'''

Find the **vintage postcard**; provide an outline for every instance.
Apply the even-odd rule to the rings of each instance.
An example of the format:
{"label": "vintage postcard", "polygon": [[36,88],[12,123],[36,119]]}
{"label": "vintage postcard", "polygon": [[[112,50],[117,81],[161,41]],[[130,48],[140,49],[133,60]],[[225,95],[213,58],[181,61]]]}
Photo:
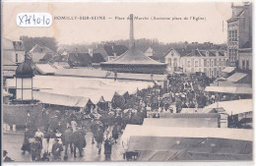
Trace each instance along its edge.
{"label": "vintage postcard", "polygon": [[252,5],[2,2],[2,162],[252,161]]}

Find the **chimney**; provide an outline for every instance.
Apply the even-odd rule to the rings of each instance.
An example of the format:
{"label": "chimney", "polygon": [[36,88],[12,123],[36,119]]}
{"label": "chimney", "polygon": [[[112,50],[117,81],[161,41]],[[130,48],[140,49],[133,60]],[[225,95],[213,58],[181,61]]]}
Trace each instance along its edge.
{"label": "chimney", "polygon": [[75,48],[74,52],[75,52],[76,56],[78,56],[78,48]]}
{"label": "chimney", "polygon": [[133,14],[130,15],[130,43],[129,48],[134,46]]}
{"label": "chimney", "polygon": [[88,49],[88,53],[89,53],[89,55],[90,55],[91,57],[94,56],[94,51],[93,51],[92,48],[89,48],[89,49]]}

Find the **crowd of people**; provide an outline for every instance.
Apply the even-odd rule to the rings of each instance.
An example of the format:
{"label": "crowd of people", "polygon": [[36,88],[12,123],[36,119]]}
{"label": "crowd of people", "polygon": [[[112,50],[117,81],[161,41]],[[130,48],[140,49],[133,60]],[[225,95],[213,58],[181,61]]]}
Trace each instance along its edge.
{"label": "crowd of people", "polygon": [[160,112],[180,113],[182,108],[204,108],[217,99],[235,97],[220,95],[218,98],[205,92],[211,81],[204,76],[173,75],[168,77],[168,83],[167,88],[156,83],[135,94],[116,94],[110,103],[89,106],[90,111],[53,111],[44,107],[40,127],[34,125],[35,120],[28,111],[23,154],[30,152],[32,161],[68,160],[71,155],[83,157],[86,132],[92,132],[90,143],[96,143],[97,154],[101,154],[103,146],[105,160],[111,160],[112,145],[127,124],[142,125],[144,118],[160,118]]}

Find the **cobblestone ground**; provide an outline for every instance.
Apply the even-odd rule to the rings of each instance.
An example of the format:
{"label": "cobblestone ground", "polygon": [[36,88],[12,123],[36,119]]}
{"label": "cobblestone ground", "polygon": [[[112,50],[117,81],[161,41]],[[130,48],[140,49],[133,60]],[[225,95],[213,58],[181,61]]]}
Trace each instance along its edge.
{"label": "cobblestone ground", "polygon": [[[96,143],[92,144],[93,134],[91,132],[87,132],[86,139],[87,146],[84,149],[84,157],[74,158],[73,154],[68,151],[68,161],[104,161],[104,147],[102,143],[101,153],[97,154]],[[32,156],[28,152],[26,154],[22,154],[22,143],[24,139],[24,133],[4,133],[3,134],[3,150],[8,151],[8,156],[14,159],[15,161],[23,161],[28,162],[32,161]],[[120,153],[119,139],[117,143],[112,145],[112,155],[111,161],[123,161],[122,154]],[[63,161],[63,153],[62,152],[62,161]],[[78,155],[78,154],[77,154]],[[52,161],[52,156],[49,156],[50,161]]]}

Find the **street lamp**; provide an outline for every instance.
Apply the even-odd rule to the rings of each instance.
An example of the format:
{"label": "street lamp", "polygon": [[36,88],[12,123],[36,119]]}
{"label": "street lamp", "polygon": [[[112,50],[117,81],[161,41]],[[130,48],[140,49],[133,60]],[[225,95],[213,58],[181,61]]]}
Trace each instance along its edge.
{"label": "street lamp", "polygon": [[[219,82],[220,81],[225,81],[225,79],[218,78],[216,81],[217,81],[217,86],[219,87]],[[219,111],[219,92],[217,92],[217,111]]]}
{"label": "street lamp", "polygon": [[16,69],[16,100],[20,102],[32,100],[33,71],[27,62],[22,63]]}

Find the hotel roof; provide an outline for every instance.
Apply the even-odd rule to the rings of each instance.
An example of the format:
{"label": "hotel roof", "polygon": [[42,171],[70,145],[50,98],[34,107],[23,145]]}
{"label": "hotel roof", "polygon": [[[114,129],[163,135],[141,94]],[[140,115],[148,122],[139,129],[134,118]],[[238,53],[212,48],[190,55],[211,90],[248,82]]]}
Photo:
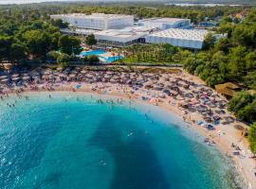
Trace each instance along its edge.
{"label": "hotel roof", "polygon": [[152,27],[145,26],[131,26],[123,29],[107,29],[98,31],[95,32],[95,36],[96,38],[126,43],[144,37],[149,34],[152,29]]}
{"label": "hotel roof", "polygon": [[152,37],[189,39],[196,41],[204,41],[208,31],[205,29],[178,29],[171,28],[156,33],[150,34]]}
{"label": "hotel roof", "polygon": [[185,21],[190,19],[183,19],[183,18],[150,18],[140,20],[139,22],[151,22],[151,23],[168,23],[168,24],[175,24],[180,21]]}
{"label": "hotel roof", "polygon": [[88,19],[119,19],[119,18],[131,18],[132,15],[124,14],[104,14],[104,13],[92,13],[91,15],[83,13],[70,13],[70,14],[55,14],[51,16],[62,16],[62,17],[75,17],[75,18],[88,18]]}

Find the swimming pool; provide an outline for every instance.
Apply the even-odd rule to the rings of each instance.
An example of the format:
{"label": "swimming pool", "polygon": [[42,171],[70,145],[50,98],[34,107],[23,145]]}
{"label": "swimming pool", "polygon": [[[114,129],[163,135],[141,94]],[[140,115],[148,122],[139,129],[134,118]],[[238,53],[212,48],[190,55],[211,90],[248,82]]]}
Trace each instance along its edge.
{"label": "swimming pool", "polygon": [[104,54],[106,53],[105,50],[101,50],[101,49],[98,49],[98,50],[90,50],[90,51],[83,51],[82,53],[80,53],[81,56],[90,56],[90,55],[101,55],[101,54]]}
{"label": "swimming pool", "polygon": [[116,61],[118,60],[122,59],[121,56],[116,56],[116,57],[105,57],[103,54],[105,54],[105,50],[98,49],[98,50],[91,50],[91,51],[83,51],[80,55],[82,57],[91,56],[91,55],[97,55],[99,56],[100,60],[101,61],[105,61],[107,63]]}
{"label": "swimming pool", "polygon": [[108,63],[110,63],[110,62],[113,62],[113,61],[116,61],[116,60],[120,60],[120,59],[122,59],[122,57],[121,56],[117,56],[117,57],[108,57],[108,58],[106,58],[106,57],[102,57],[102,56],[99,56],[100,57],[100,60],[101,60],[101,58],[105,61],[105,62],[108,62]]}

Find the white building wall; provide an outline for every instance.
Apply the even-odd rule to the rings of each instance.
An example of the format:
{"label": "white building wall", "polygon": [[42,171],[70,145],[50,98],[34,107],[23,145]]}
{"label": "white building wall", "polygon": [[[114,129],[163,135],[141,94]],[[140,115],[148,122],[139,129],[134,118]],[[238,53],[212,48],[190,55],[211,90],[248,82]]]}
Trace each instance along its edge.
{"label": "white building wall", "polygon": [[134,16],[119,14],[60,14],[52,19],[62,19],[75,27],[89,29],[115,29],[134,25]]}

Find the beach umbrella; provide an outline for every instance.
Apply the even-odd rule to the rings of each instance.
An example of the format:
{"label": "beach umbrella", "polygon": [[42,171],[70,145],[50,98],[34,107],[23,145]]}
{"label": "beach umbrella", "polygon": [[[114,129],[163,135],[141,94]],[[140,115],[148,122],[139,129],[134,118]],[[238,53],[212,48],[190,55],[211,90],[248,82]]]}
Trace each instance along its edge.
{"label": "beach umbrella", "polygon": [[13,75],[11,75],[11,77],[17,77],[19,76],[20,76],[19,74],[13,74]]}
{"label": "beach umbrella", "polygon": [[0,79],[8,78],[8,76],[1,76]]}
{"label": "beach umbrella", "polygon": [[2,78],[1,79],[1,83],[7,83],[7,82],[9,82],[9,79],[8,78]]}
{"label": "beach umbrella", "polygon": [[28,79],[30,79],[30,77],[28,77],[28,76],[27,77],[23,77],[22,79],[23,80],[28,80]]}
{"label": "beach umbrella", "polygon": [[11,80],[13,80],[13,81],[17,81],[17,80],[19,80],[19,79],[20,79],[19,77],[12,77],[12,78],[11,78]]}

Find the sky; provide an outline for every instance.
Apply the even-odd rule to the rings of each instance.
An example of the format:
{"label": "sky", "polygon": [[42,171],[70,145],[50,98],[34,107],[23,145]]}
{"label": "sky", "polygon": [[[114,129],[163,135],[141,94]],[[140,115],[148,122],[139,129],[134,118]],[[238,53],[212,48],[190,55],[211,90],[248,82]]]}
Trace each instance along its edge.
{"label": "sky", "polygon": [[[65,1],[65,0],[0,0],[0,4],[27,4],[27,3],[41,3],[51,1]],[[70,0],[69,0],[70,1]]]}

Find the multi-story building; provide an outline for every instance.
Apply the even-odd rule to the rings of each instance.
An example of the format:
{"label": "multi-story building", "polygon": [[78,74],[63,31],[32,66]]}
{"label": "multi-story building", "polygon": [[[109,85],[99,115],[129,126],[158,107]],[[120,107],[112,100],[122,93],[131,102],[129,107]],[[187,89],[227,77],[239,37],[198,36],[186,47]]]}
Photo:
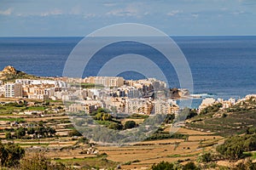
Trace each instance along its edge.
{"label": "multi-story building", "polygon": [[15,97],[15,83],[7,82],[5,84],[5,97],[6,98]]}
{"label": "multi-story building", "polygon": [[125,80],[120,76],[89,76],[84,79],[84,82],[113,88],[123,86]]}
{"label": "multi-story building", "polygon": [[151,99],[126,99],[125,113],[150,115],[153,110]]}
{"label": "multi-story building", "polygon": [[215,99],[213,98],[206,98],[202,100],[201,104],[199,105],[198,111],[201,111],[205,109],[206,107],[212,105],[215,103]]}
{"label": "multi-story building", "polygon": [[22,98],[22,85],[19,83],[15,83],[14,86],[15,88],[15,98]]}

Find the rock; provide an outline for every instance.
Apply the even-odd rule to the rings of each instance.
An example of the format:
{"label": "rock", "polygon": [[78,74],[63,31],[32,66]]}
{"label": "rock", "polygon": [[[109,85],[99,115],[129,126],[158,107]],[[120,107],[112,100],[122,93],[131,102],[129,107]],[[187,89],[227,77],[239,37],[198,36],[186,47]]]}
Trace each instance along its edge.
{"label": "rock", "polygon": [[3,74],[13,74],[15,75],[17,74],[19,71],[13,66],[8,65],[6,66],[3,71],[2,73]]}

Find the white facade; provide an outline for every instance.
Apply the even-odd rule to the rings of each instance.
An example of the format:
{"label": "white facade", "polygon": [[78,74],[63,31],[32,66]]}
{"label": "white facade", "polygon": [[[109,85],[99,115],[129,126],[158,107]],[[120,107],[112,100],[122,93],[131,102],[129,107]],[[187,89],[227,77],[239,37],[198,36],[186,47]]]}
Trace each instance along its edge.
{"label": "white facade", "polygon": [[6,83],[5,84],[5,97],[13,98],[15,97],[15,84],[14,83]]}

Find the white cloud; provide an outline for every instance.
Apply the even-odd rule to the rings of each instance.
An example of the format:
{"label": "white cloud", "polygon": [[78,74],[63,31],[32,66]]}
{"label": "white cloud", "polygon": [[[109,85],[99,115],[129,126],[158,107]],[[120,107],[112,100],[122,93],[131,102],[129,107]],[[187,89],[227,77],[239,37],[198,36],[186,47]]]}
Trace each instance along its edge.
{"label": "white cloud", "polygon": [[136,16],[137,15],[137,10],[133,8],[119,8],[111,10],[106,14],[113,16]]}
{"label": "white cloud", "polygon": [[199,14],[192,14],[192,16],[193,16],[194,18],[197,18],[197,17],[199,16]]}
{"label": "white cloud", "polygon": [[2,15],[10,15],[13,12],[13,8],[9,8],[6,10],[0,10],[0,14]]}
{"label": "white cloud", "polygon": [[169,15],[169,16],[174,16],[174,15],[176,15],[177,14],[180,14],[180,13],[183,13],[183,11],[182,11],[182,10],[172,10],[170,13],[167,13],[167,15]]}
{"label": "white cloud", "polygon": [[84,19],[89,19],[89,18],[94,18],[96,16],[96,14],[87,14],[84,15]]}
{"label": "white cloud", "polygon": [[51,11],[47,11],[40,14],[41,16],[49,16],[49,15],[58,15],[58,14],[62,14],[62,11],[58,8],[55,8]]}
{"label": "white cloud", "polygon": [[113,7],[113,6],[116,6],[117,4],[116,3],[104,3],[103,6],[105,7]]}

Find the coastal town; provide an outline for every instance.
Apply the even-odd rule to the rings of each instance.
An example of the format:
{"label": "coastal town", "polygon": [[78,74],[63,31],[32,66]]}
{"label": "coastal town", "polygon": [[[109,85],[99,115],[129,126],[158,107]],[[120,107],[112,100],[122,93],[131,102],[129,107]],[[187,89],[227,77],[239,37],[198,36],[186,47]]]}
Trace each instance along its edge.
{"label": "coastal town", "polygon": [[[14,67],[7,66],[1,74],[15,71]],[[253,94],[239,100],[233,98],[228,100],[206,98],[202,99],[197,111],[200,114],[206,107],[215,104],[221,104],[221,109],[227,109],[252,96]],[[44,101],[62,100],[64,103],[76,101],[66,108],[67,111],[71,112],[84,110],[90,114],[98,108],[104,108],[114,113],[177,115],[180,109],[177,99],[193,98],[193,95],[190,95],[186,89],[167,88],[165,82],[155,78],[125,80],[120,76],[89,76],[0,81],[0,97]],[[38,110],[19,112],[19,114],[35,112],[42,114]]]}
{"label": "coastal town", "polygon": [[[221,167],[224,161],[216,146],[223,144],[224,135],[252,131],[256,126],[255,94],[226,100],[170,88],[155,78],[38,77],[12,66],[0,71],[0,79],[1,144],[18,144],[28,156],[43,151],[50,162],[73,168],[148,168],[162,160],[189,164],[208,153]],[[195,98],[201,99],[198,108],[178,105],[178,100]],[[243,122],[241,114],[247,117]],[[113,134],[94,133],[90,139],[85,131],[79,131],[88,126],[84,116],[88,115],[113,135],[143,127],[154,116],[165,118],[151,135],[117,148],[97,143]]]}

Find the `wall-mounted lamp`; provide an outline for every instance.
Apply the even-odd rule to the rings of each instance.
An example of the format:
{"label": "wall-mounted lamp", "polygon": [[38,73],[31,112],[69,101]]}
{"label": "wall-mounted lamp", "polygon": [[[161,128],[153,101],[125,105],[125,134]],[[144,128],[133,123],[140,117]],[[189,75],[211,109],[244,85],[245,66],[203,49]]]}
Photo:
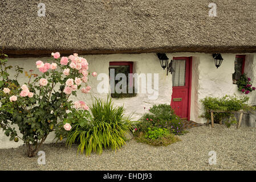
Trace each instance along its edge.
{"label": "wall-mounted lamp", "polygon": [[214,59],[215,66],[218,68],[221,66],[223,58],[220,53],[213,53],[213,57]]}
{"label": "wall-mounted lamp", "polygon": [[175,72],[174,69],[172,67],[172,62],[173,60],[170,60],[170,63],[168,64],[169,58],[167,57],[165,53],[157,53],[157,57],[159,59],[159,61],[160,61],[161,67],[165,69],[165,68],[167,67],[167,75],[168,75],[168,72],[170,72],[170,74],[172,72]]}

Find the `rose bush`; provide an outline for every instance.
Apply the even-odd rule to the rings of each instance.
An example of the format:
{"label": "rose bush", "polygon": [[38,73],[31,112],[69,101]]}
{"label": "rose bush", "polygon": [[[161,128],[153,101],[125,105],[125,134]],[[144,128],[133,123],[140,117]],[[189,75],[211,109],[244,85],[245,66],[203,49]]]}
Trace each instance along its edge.
{"label": "rose bush", "polygon": [[[53,59],[46,63],[35,63],[41,75],[34,74],[32,70],[25,72],[28,81],[21,86],[17,78],[23,68],[15,65],[14,79],[10,78],[7,71],[13,67],[7,65],[7,56],[0,54],[0,126],[10,140],[17,142],[20,138],[24,141],[29,157],[36,154],[49,133],[58,128],[58,120],[67,118],[68,110],[74,107],[88,109],[83,101],[79,105],[68,100],[82,87],[83,93],[90,92],[87,85],[90,75],[87,61],[77,53],[68,57],[60,58],[59,52],[52,56]],[[13,124],[18,125],[22,136],[18,136]],[[66,123],[62,128],[69,131],[71,126]]]}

'''

TASK DETAILS: State how many lines in the listing above contain the word "vintage". Reply with the number alone.

TASK SOLUTION: 4